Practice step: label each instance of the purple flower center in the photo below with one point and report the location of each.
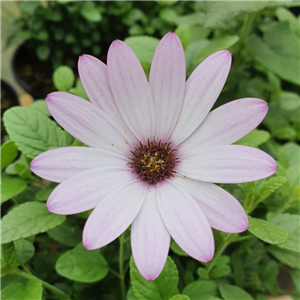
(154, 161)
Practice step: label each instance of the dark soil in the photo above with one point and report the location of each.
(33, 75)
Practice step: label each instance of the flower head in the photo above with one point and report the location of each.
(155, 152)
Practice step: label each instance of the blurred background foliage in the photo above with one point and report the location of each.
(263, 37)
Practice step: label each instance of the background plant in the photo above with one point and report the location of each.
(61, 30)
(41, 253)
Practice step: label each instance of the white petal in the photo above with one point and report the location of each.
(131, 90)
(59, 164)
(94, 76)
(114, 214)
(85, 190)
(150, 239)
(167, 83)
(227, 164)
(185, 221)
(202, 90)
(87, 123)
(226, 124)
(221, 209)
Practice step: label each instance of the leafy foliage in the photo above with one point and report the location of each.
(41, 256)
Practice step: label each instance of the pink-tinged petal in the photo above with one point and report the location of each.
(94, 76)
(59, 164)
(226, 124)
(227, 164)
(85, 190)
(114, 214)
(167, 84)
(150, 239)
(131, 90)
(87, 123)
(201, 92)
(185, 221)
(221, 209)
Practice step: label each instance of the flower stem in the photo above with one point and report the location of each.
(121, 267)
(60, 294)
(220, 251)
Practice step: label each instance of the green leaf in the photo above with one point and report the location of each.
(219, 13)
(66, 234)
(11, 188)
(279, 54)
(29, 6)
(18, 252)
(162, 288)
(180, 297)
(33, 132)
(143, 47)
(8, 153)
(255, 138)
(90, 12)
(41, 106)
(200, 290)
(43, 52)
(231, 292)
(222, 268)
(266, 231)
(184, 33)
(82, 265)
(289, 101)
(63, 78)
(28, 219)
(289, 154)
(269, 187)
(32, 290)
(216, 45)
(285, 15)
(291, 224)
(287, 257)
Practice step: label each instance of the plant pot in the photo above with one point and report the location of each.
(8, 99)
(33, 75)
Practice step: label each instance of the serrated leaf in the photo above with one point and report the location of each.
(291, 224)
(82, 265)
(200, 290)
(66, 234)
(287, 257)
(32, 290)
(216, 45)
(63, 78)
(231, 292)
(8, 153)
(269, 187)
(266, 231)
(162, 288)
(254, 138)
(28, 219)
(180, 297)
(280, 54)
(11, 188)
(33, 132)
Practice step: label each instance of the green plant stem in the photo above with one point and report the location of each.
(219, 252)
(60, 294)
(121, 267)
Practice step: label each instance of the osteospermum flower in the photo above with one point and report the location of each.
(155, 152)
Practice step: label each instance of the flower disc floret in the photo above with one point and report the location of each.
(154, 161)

◆ ◆ ◆ ◆ ◆ ◆ ◆

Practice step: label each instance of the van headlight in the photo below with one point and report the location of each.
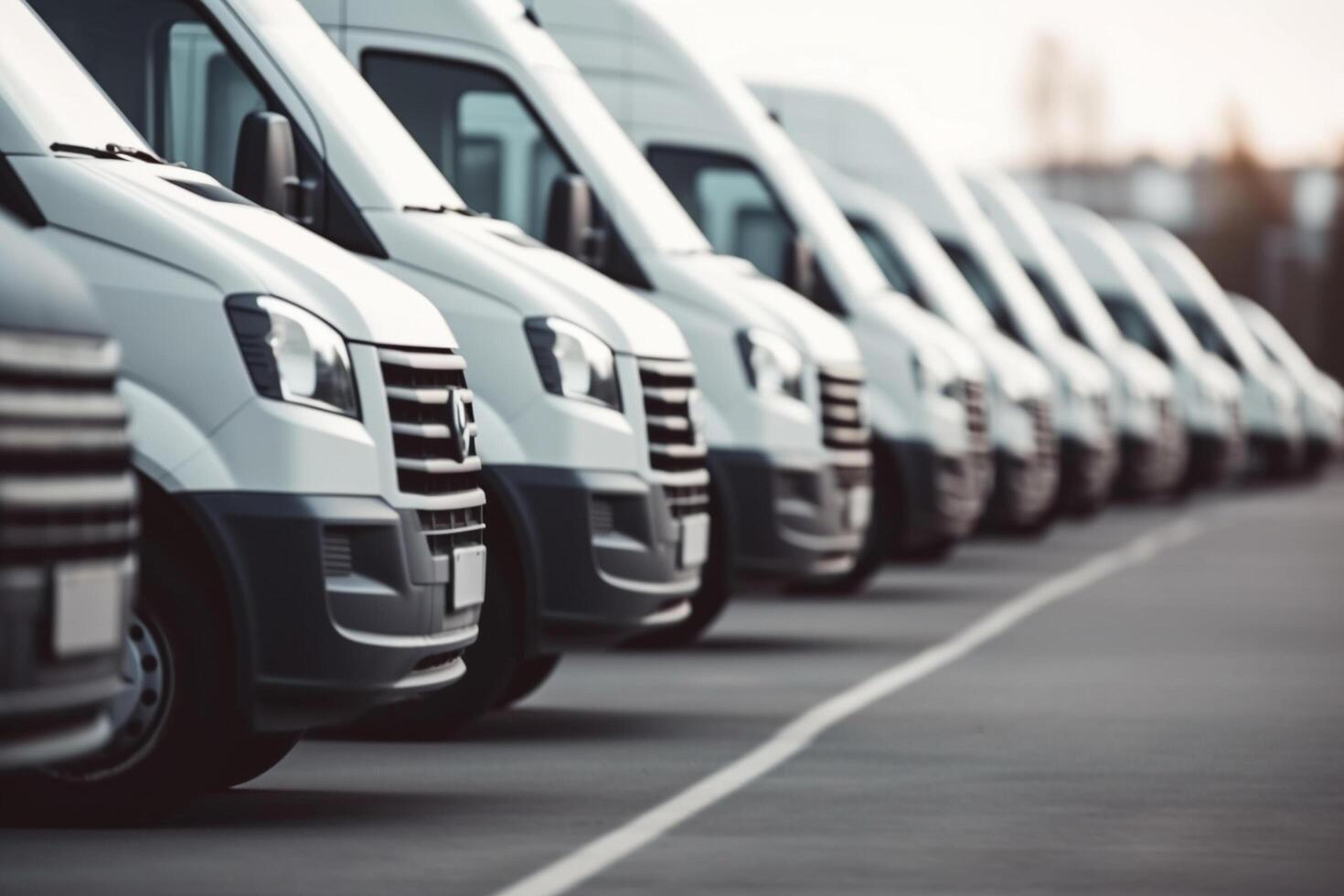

◆ ◆ ◆ ◆ ◆ ◆ ◆

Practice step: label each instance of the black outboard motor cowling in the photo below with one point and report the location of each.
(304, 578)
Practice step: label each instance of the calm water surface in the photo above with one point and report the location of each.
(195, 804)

◆ ◆ ◆ ◆ ◆ ◆ ◆

### Goal
Copy every line above that contains the string "stem", matching case exactly.

### Response below
Practice step: label each instance of the flower stem in the photo above with one point and report the location of each.
Practice step: label each instance of the green plant stem in the photo above with one point and report the location of each.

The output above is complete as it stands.